Directions »
**1)** In the post on guild hopping, why does the writer think Tobold's proposed pick-up guilds might fix the usual problem with pick-up groups? Answer in one to three sentences.
**2)** List every type of player that the post on guild hopping gives as evidence that players have many different motivations.
**3)** Answer these questions from the post on guild hopping:
(a) In which game does Tobold see a trend of guild hopping that he believes is damaging?
(b) What name does the writer give to Tobold's proposed pick up and put down guilds?
(c) In which game did the writer have great experiences with pick up groups?
— start of Text provided —
One of Tobold's posts today got me thinking. He proposes an institutionalised system of guild hopping where players automatically join a guild to do a dungeon and then move on to a new guild when they have they are ready for the next dungeon. Tobold wrote this piece with tongue in cheek to highlight the current trend of guild hopping in World of Warcraft, a trend he believes is damaging to the game in the long run. Yet as I read it I realised that I would love just such a system.

I like effortlessly casual social interaction. I like multiplayer shooters where you share a few gaming moments with randomly selected players. I even like pugging in mmorpgs. Guilds are great but they do involve effort, effort in game and effort out of game (forums, administration and schedules).

I think one of the reasons I enjoyed LOTRO so much was that I had great experiences with pick up groups. Partly this was because the community was bit more mature than WOW and partly this was because the game did a great job of training people into grouping.

Of course the problem with pugs normally is that you never know who you are going to get and the performance of the group generally falls to the lowest common denominator. That is why PUG raids are generally destined to fail. Tobold's proposed system of institutionalised Pick up and put down guilds (henceforth to be known as PUPDoGs) might actually solve this problem. The entry requirements would ensure that only players ready for a given level of content would be in a given guild and the as the guilds only focus on one dungeon each they might be expected to develop an institutional memory of tactics for that dungeon.

Am I the only one who likes casual social interaction? I doubt it. The history of mmos shows that there are many different types of players with many different motivations: People who play multiplayer games solo, people who never join a guild, people who play a pvp game in PVE mode. I suspect there are quite a few folk out there who would enjoy an mmo more if the burden of social interaction was reduced rather than increased.
— end of Text provided —
— start of Data block —
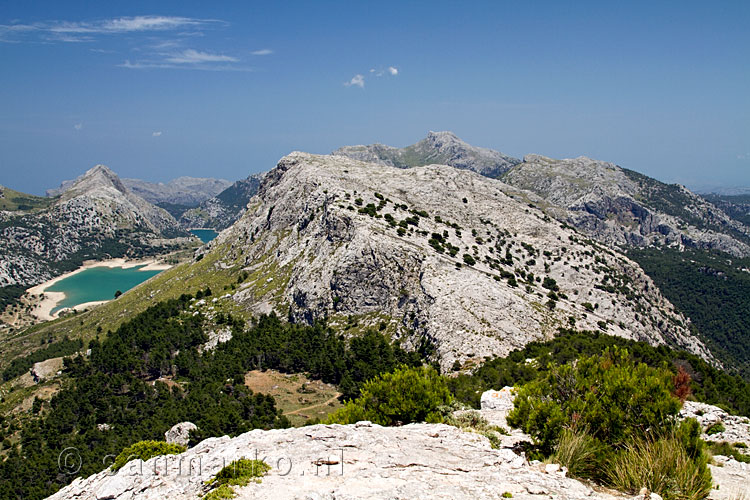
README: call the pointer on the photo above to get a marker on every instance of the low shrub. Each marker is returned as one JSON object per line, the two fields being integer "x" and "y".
— end of Data block —
Per-task answers »
**1)** Entry requirements would mean that only players ready for a given level of content would be in a given guild. Because each guild would focus on a single dungeon, the guilds might also build up an institutional memory of tactics for that dungeon.

**2)**
- People who play multiplayer games solo
- People who never join a guild
- People who play a pvp game in PVE mode

**3)**
(a) World of Warcraft
(b) PUPDoGs
(c) LOTRO